**Task to complete:** Copy the lines below word for word, beginning at the line that contains "Check that each instance of the foliage" and continuing through the last line of the records.

**Data for this task:**
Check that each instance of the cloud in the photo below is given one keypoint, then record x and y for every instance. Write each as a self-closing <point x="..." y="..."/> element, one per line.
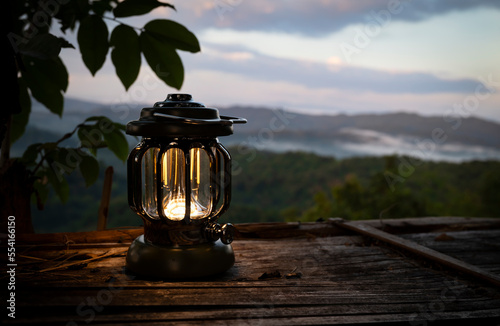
<point x="330" y="74"/>
<point x="311" y="18"/>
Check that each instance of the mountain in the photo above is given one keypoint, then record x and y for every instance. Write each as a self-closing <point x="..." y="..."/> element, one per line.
<point x="430" y="138"/>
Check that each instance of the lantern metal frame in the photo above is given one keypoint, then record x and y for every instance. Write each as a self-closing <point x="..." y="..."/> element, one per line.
<point x="188" y="247"/>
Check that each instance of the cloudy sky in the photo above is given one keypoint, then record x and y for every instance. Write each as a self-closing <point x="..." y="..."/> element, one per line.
<point x="428" y="57"/>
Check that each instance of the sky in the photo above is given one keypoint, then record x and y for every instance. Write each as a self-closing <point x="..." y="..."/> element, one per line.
<point x="436" y="58"/>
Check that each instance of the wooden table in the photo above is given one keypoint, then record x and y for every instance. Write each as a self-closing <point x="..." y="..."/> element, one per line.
<point x="285" y="274"/>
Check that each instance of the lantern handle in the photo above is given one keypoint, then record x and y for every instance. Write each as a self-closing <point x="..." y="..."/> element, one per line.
<point x="234" y="119"/>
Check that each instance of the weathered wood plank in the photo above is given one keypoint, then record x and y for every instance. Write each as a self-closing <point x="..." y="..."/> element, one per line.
<point x="344" y="279"/>
<point x="423" y="251"/>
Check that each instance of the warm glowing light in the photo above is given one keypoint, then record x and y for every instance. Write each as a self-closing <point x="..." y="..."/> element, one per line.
<point x="176" y="209"/>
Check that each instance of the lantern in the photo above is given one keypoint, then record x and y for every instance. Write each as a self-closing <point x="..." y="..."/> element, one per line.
<point x="179" y="183"/>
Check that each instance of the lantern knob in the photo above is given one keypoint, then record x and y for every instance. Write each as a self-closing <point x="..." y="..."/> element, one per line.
<point x="179" y="97"/>
<point x="225" y="232"/>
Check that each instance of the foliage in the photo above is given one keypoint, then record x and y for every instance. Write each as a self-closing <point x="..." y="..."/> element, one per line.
<point x="270" y="187"/>
<point x="43" y="76"/>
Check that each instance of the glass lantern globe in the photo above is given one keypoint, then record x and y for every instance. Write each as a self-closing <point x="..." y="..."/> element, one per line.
<point x="179" y="183"/>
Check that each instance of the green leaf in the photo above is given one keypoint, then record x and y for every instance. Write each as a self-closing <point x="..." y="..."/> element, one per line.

**Result for this exercise:**
Check that each instance of the foliage in the photo above is given one keypoint, then record x and y for every instance. Write each as a self-closing <point x="..." y="..."/> element, one per line.
<point x="270" y="187"/>
<point x="43" y="76"/>
Check that each instance of the glass lantern globe in the photo above is given one keypoint, then record x and y for every instance. Write each as a self-closing <point x="..." y="..."/> element, one per line.
<point x="179" y="183"/>
Check that each instance of the green leaf in the photo above is given one keypoint, then record x and y for every instance. Write each as a self-closing <point x="..." y="..."/> element, one per line.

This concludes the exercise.